__EXTRAIT CHOISI__
À notre avis, il est clair que les solutions pour les climats froids, notamment dans le Nord, ne viendront pas de l'étranger. Elles devront être développées au Canada et être adaptées pour le climat. Des avancées ont déjà été faites, et il faut poursuivre la recherche.
Les programmes d'aide et les initiatives ciblées sont essentiels à nos institutions d'enseignement et à nos centres de recherche, afin de transférer les technologies innovatrices et de les adapter sur le terrain. À mon avis, la capacité manufacturière suivra une fois que nous aurons réussi à démontrer clairement qu'il y a une demande dans les milieux nordiques.
Finalement, les gouvernements territoriaux, les collectivités et les fournisseurs de services au titre de la demande d'énergie dans le Nord ont besoin de soutien et de l'aide du point de vue des options technologiques. Je pense qu’il en a été suffisamment question dans la présentation précédente.
La diffusion des connaissances va de pair avec les projets de démonstration. On entend beaucoup parler des projets de démonstration depuis plusieurs années, et ce, chaque fois qu'on veut commercialiser des technologies. Il ne faut pas oublier que l’un des avantages, c'est de présenter ces technologies là où il y a une demande et de former une main-d’œuvre locale pour en assurer l’utilisation, l’entretien et le maintien dans le temps.
Voilà nos trois recommandations. Je serai heureux de répondre à vos questions.
[Traduction]
Le président: Merci beaucoup pour votre exposé. Nous allons passer directement aux questions.
[Français]
Le sénateur Massicotte: Je vous remercie pour votre présentation, monsieur Tanguay. C'est très intéressant, et nous faisons du progrès. Quand vous décrivez votre technologie, elle est très simple du point de vue théorique et mécanique. Cela a été appliqué à beaucoup d'autres endroits au Canada. Cependant, où en sommes-nous rendus avec cette technologie?

__DONNÉES FOURNIES__
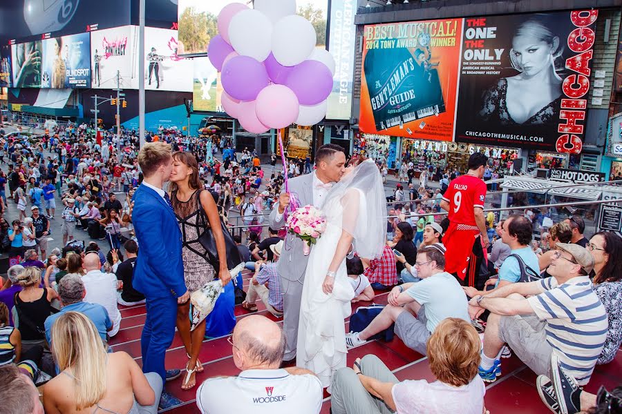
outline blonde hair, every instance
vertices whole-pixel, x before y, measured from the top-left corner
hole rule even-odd
[[[17,284],[22,288],[39,285],[41,283],[41,269],[28,266],[17,277]]]
[[[478,375],[480,336],[464,320],[448,317],[436,326],[428,339],[426,351],[430,369],[441,382],[461,386]]]
[[[151,177],[171,157],[171,146],[166,142],[148,142],[138,152],[138,165],[144,177]]]
[[[75,379],[75,409],[97,404],[106,393],[106,353],[97,328],[82,313],[67,312],[52,325],[52,353],[62,371]]]

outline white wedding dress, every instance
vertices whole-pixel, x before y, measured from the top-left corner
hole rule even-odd
[[[346,259],[336,272],[330,295],[322,291],[341,236],[343,208],[339,199],[327,200],[322,211],[326,230],[311,248],[300,306],[296,365],[314,372],[326,388],[332,374],[346,366],[346,331],[343,319],[352,313],[350,301],[355,292],[348,280]]]
[[[311,248],[305,273],[296,364],[314,373],[324,387],[330,385],[337,370],[346,366],[348,354],[343,319],[352,313],[355,292],[345,257],[335,272],[330,295],[322,291],[322,284],[343,230],[352,235],[359,257],[381,255],[386,241],[385,202],[380,172],[373,161],[366,160],[330,189],[321,208],[326,229]]]

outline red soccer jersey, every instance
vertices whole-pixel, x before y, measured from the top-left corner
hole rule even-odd
[[[451,180],[443,195],[449,203],[449,221],[458,224],[477,226],[474,207],[484,208],[486,184],[482,179],[466,174]]]

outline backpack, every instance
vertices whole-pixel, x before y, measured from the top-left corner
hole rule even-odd
[[[542,279],[542,276],[540,275],[540,273],[536,272],[536,270],[526,265],[525,264],[525,262],[522,261],[522,257],[521,257],[518,255],[510,255],[509,256],[508,256],[508,257],[514,257],[518,262],[518,267],[520,268],[520,279],[518,280],[518,282],[529,282],[536,280],[540,280],[540,279]],[[506,260],[507,260],[507,258]]]
[[[383,305],[372,305],[371,306],[362,306],[357,309],[355,314],[350,317],[350,331],[361,332],[367,328],[384,308],[384,306]],[[395,326],[395,324],[392,324],[390,326],[384,331],[381,331],[369,339],[384,339],[387,342],[393,340],[393,328]]]

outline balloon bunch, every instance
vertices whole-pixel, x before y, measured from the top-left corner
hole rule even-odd
[[[254,9],[233,3],[218,14],[207,55],[221,72],[223,107],[250,132],[326,115],[334,59],[315,48],[315,29],[295,13],[295,0],[255,0]]]

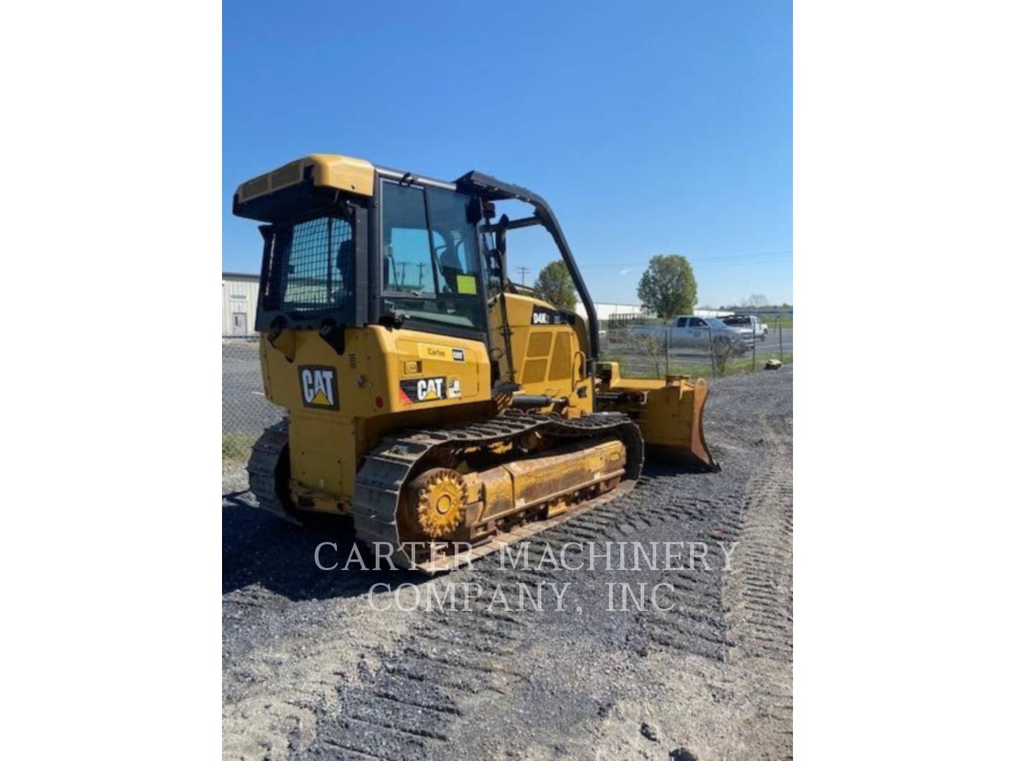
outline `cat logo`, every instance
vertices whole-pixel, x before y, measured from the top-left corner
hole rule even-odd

__LISTE DES TÂCHES__
1. D'après l'extrait sur l'énergie dans le Nord, quels acteurs ont besoin de soutien et d'aide du point de vue des options technologiques ? Énumérez-les tous.
2. Donnez la suite de l'extrait sur l'énergie dans le Nord, à partir de sa dernière phrase.

__RÉPONSES PAR TÂCHE__
1.
- les gouvernements territoriaux
- les collectivités
- les fournisseurs de services au titre de la demande d'énergie dans le Nord

2.
C'est logique: vos frais sont structurés et la température va jusqu'à 30 degrés sous zéro. Si M. Wallace cherche un rendement de 10 p. 100, êtes-vous certain de pouvoir le lui offrir? Votre entreprise est-elle développée au point où vous avez des clients, des faits exacts, et que vous allez sur le terrain pour atteindre ce rendement de 10 p. 100?
M. Tanguay: Je m’attendais à ce que vous posiez une question à propos du financement. Effectivement, la technologie a été prouvée. Vous avez raison. Les modèles d'affaires aussi sont approuvés. Il y a différentes formules qui peuvent être développées ou adaptées à la géothermie. J'aimerais vous donner deux exemples.
Tout d’abord, le gouvernement du Nunavut a émis une demande de propositions, le 31 octobre dernier, pour la gestion de la demande dans ses bâtiments. Il s’agit environ de 69 bâtiments répartis dans 39 collectivités sur la côte ouest de la Baie d'Hudson. Essentiellement, la demande de propositions se fait sous la forme d'entreprises de services écoénergétiques.
C'est une entreprise qui financera la totalité des travaux et qui se remboursera avec les économies d’énergie. La géothermie fait souvent partie de ce genre d’appel d’offres. Cela pourrait très bien faire partie de la gamme de solutions, comme la technologie du bâtiment.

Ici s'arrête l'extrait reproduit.